**What you should do**.
Answer these questions about the text on protein annotation below.
(a) What did Ortega et al. use to follow up their serine hydrolase screen in M. tuberculosis?
(b) Which non-catalytic protein families does the text name as not tractable by activity-based approaches?
(c) Which two structural proteomics approaches does the text name for measuring ligand-induced changes proteome-wide?
[[ Document section open ]]
Most biochemical assays are targeted, and biochemical function-finding without any a priori information is often a lost cause. ABPP can provide such a priori information to point towards the relevant biochemistry. Once a general enzyme activity is established, the step to more targeted biochemical assays is usually short. For example, Ortega et al. followed a serine hydrolase screen in M. tuberculosis by a simple assay using a generic protease substrate, which identified several likely proteases among the hydrolases [66]. In this way, especially for initial annotation, breadth of probe binding, even at the expense of detail, can be desirable, and while the general assignment of an enzyme family can still be a long way from a full understanding of the protein’s function, it does inform and focus further studies. Every global ABPP-MS experiment is inherently an exercise in annotation: Any PUFs that are detected by the probe can be tentatively assigned to the protein family defined by the probe, and any annotation that differs from that suggested by the probe may warrant another look into the strength of the conflicting annotation.

Applying structural proteomics to annotation

ABPP is bottlenecked by the availability of suitable probes, and ABMP by the availability of catalytically active recombinant protein. Another central limitation of ABPP and ABMP is that non-catalytic protein families such as structural proteins, transcription factors, or transporters are not tractable by these activity-based approaches. What other approaches might access PUFs more comprehensively? Another set of promising systems biochemistry approaches that probe ligand binding to proteins proteome-wide has recently been developed and could address several limitations of the activity-based approaches. A protein’s function is defined to a large part by its ligands, and for an enzyme, by its substrate(s). Ligand binding often affects the structure and/or the stability of a protein, and such changes have now been measured proteome-wide by structural proteomics approaches such as thermal protein profiling (TPP) [67] and limited proteolysis-MS (LiP-MS) [68,69]. A protein that binds a ligand is more (sometimes less) stable towards heat denaturation, altering the protein’s abundance in solution after heating and precipitation. In the case of LiP-MS, ligand binding translates into altered susceptibility to proteolysis, which produces different types and quantities of peptides in the apo- and ligand-bound forms. Conveniently, proteolytic peptides are also the currency of MS, allowing for seamless analysis. This type of global ligand binding analysis appears particularly useful for ligands that cannot readily be turned into probes such as metal ions. While metal binding, for example, may not offer much in terms of annotation, the binding of ligands such as a metabolite, on the other hand, might give substantial clues to function. In fact, in several cases, ligand identification has served as the first step for the full characterization of a PUF’s function [7072]. Structural proteomics is already beginning to be used to map the full matrix of cellular protein-metabolite interactions [73] and together with the activity-based approaches ABMP and ABPP adds another potentially powerful new systems biochemistry approach to the annotation toolkit.
[[ Document section closed ]]
[[ Recorded information open ]]
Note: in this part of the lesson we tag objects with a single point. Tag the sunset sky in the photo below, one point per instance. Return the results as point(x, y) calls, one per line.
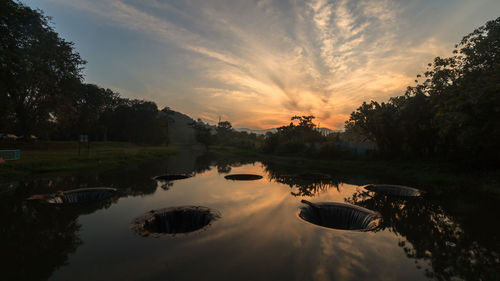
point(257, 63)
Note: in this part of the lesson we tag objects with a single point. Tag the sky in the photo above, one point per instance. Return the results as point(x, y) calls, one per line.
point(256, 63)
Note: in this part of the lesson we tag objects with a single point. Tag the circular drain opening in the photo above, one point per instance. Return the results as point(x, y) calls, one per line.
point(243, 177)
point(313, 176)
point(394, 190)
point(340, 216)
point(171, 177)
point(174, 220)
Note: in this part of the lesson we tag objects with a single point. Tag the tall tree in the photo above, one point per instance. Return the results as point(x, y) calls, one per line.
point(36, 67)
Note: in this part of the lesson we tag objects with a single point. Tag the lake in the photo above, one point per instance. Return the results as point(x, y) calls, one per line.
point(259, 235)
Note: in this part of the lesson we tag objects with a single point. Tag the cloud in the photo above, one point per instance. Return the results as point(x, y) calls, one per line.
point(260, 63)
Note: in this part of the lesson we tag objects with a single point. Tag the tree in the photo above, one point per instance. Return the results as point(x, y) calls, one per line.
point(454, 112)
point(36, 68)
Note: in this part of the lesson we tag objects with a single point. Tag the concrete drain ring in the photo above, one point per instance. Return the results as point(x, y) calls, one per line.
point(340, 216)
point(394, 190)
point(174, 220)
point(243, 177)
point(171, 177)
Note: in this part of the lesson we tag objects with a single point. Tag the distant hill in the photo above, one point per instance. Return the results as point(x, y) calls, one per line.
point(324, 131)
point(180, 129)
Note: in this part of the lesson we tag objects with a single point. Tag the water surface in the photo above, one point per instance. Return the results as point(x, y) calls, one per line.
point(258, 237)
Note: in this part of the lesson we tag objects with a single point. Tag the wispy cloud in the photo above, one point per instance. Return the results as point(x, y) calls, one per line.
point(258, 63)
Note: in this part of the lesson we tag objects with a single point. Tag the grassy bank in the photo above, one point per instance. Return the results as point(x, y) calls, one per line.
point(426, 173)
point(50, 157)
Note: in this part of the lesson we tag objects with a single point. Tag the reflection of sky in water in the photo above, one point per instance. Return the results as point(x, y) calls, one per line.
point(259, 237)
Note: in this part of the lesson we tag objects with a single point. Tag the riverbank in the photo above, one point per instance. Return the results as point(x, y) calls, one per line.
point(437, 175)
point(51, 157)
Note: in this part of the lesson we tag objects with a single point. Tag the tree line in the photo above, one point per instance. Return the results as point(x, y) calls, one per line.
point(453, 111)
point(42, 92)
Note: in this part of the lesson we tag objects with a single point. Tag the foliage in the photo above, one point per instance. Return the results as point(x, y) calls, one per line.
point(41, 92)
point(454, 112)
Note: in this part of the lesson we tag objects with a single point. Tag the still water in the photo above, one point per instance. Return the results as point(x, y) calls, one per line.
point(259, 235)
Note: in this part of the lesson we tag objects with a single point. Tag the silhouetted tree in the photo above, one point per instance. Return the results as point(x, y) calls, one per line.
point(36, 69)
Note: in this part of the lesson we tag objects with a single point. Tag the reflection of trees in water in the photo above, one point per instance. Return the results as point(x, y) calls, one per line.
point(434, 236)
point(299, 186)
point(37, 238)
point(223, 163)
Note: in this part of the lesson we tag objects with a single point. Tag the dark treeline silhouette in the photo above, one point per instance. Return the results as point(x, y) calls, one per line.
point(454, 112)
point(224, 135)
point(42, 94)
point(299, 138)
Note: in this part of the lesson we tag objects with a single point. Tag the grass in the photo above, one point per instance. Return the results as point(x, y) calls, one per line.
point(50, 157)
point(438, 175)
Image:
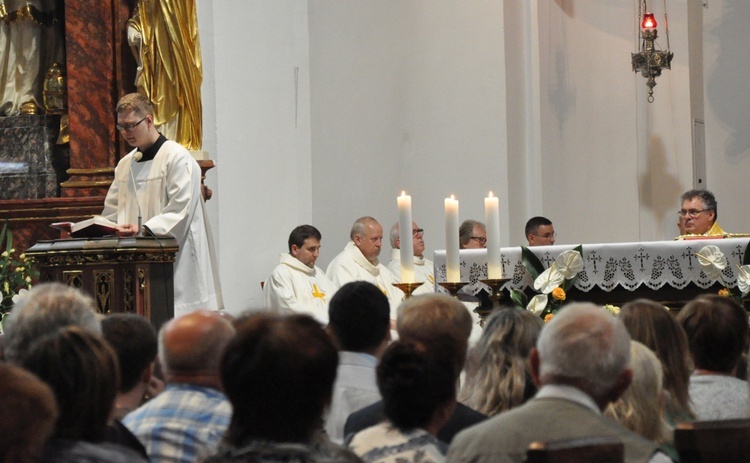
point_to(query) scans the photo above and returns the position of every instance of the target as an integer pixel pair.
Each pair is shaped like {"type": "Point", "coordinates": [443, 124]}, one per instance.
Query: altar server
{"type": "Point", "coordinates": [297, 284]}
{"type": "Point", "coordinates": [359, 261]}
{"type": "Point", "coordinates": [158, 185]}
[[ Recorded information closed ]]
**Solution**.
(a) A simple assay using a generic protease substrate.
(b) Structural proteins, transcription factors, and transporters.
(c) Thermal protein profiling (TPP) and limited proteolysis-MS (LiP-MS).